» WRITTEN INSTRUCTION A
In the commentary on the French ambassador's Pearl Harbor Day tweet, rewrite the paragraph beginning "Yet, in the tradition" as one shorter sentence that keeps its main facts.
» WRITTEN INSTRUCTION B
Supply the next few paragraphs of the commentary on the French ambassador's Pearl Harbor Day tweet, picking up after its final paragraph.
___ PASSAGE
When it comes to who did the most to stop the Nazis in World War II, it would generally be best for France to remain quiet.

Yet, in the tradition of infamous French Ambassador to the United States Citizen Genet—who had to be recalled under George Washington’s administration for meddling in American politics and generally instigating the American people—France’s modern ambassador decided to stir up a hornets nest on Pearl Harbor Day.

Ambassador Gerard Araud said in a tweet that was quickly deleted, “In this Pearl Harbor day, we should remember that the US refused to side with France and UK to confront fascist powers in 1930s.”

The comment sparked immediate and understandable backlash.

The French ambassador tried to make up for his faux pas with qualifications, but the damage was already done.

Plenty have already commented on Araud’s statement and blasted it, but this must be said: Pearl Harbor, one of the darkest days in American history, meant salvation from tyranny for his country and for billions yet unborn.

British Prime Minister Winston Churchill wrote of his feeling after he was notified of the Pearl Harbor attack, “Being saturated and satiated with emotion and sensation, I went to bed and slept the sleep of the saved and thankful.”

It would be appropriate for an ambassador to show a little more respect rather than, well, rudeness.

The French ambassador’s statement might have rung more true, even if inappropriate, if it came from the Poles who were crushed by the vast might of Soviet and German armies, yet fought ferociously anyway with little help.
______
___ RECORDED INFORMATION
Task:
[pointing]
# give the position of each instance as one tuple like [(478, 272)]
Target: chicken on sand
______
» TASK RESULT A
Following the example of Citizen Genet, the notorious French ambassador to the United States who was recalled under George Washington's administration for meddling in American politics and stirring up the public, France's current ambassador provoked controversy on Pearl Harbor Day.

» TASK RESULT B
But it was particularly galling coming from France.

While Americans sometimes have a little too low an opinion of France’s historic military capabilities, France’s collapse early in World War II led to the Nazi domination of Europe and the deadliest war in human history.

The French, who had fought so bravely in World War I, put on a miserable showing in World War II, and so cemented a stereotype of haplessness that has pervaded the American mind ever since.

And it didn’t have to happen. Militarily, the French were not nearly as inferior to the German military as is sometimes thought. In some ways, French technology was superior to the vaunted German Wehrmacht.

The French ambassador’s statement on Pearl Harbor Day was galling, inane, pig headed, and wrong. Yet, it is worth reflecting on the stage that Pearl Harbor set for a war we would never want to repeat.

Certainly, the Allied powers made some mistakes in the lead-up to World War II that had horrible consequences and lessons for today.

“Deterrence is not predicated on material capability alone.”

This is one of the key takeaways from Victor Davis Hanson’s excellent new book, “The Second World Wars: How the First Global Conflict Was Fought and Won,” which instead of simply delivering a timeline history of World War II, explains why the war happened and how it was won and lost.

Hanson, a senior fellow in classics and military history at the Hoover Institution, and author of numerous book on history and war, perfectly captures how the Axis powers of Germany, Japan, and Italy started a global war they couldn’t win and offers a warning for today.

The follies of British Prime Minister Neville Chamberlain’s pre-war appeasement of Nazi dictator Adolf Hitler are well known.

Less well known is how the Western powers pursued decades of policy and rhetoric to demonstrate to the world that they would avoid war at almost any cost, thereby dooming themselves to be entangled in a global cataclysm.

Hanson writes in the book that “confusion characterized preludes to war during the 1930s.” The democracies “had naively assumed that even non-democratic European nations such as Nazi Germany … [would] have no desire to repeat the appalling bloodletting of the Somme and Verdun in 1916.”

“Such patience and naiveté only eroded classical deterrence and encouraged furthered Nazi aggrandizement,” Hanson writes.

Hanson explained at a Heritage Foundation event in November that little was done to dissuade Nazi Germany from believing its opponents were weak and rotted out.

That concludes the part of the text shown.